> [Your objective] Rewrite the items below, swapping "railway track" for "rail line" and leaving everything else unchanged. Omit the pictures from your version.

> [Information shown]
● ● ● ● ● ● ●

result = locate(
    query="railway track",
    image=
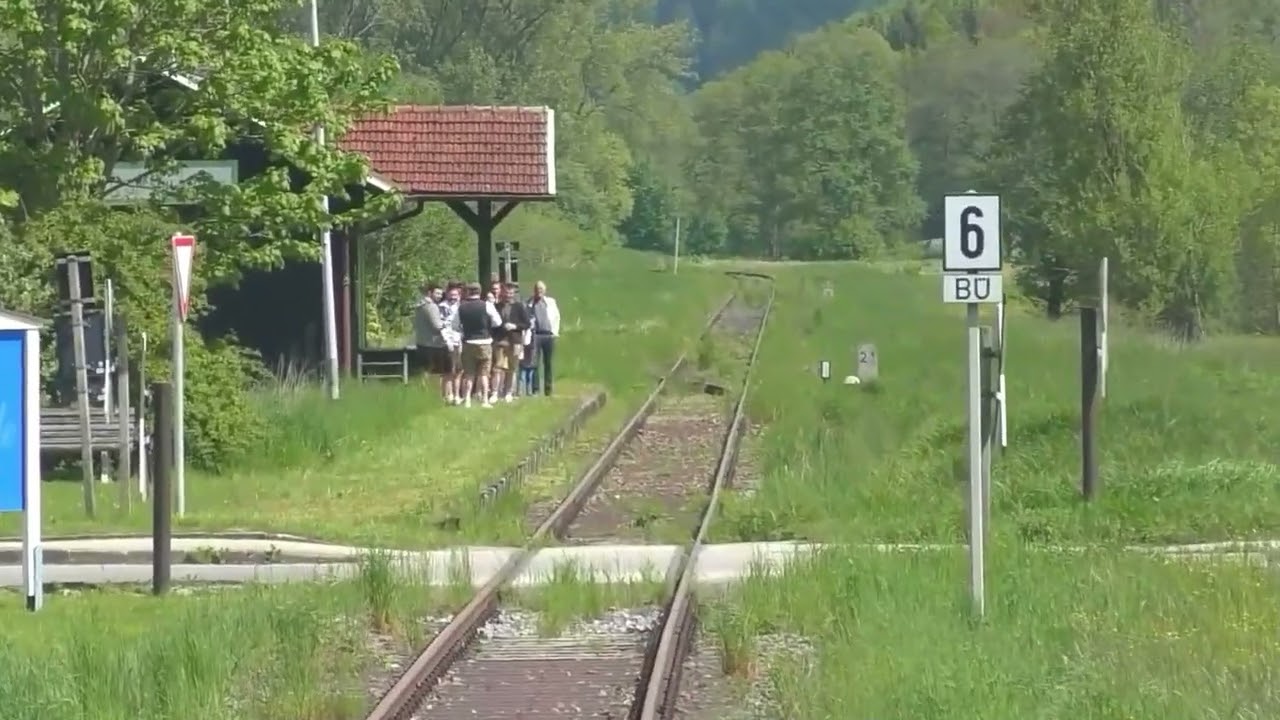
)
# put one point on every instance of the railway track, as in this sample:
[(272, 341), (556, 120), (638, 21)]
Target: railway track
[(673, 456)]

● ● ● ● ● ● ●

> [Response to this exercise]
result = locate(
    query="rail line",
    image=
)
# put one point on every instance of the rail line, as in this sample:
[(272, 341), (556, 120), (638, 21)]
Target: rail line
[(673, 456)]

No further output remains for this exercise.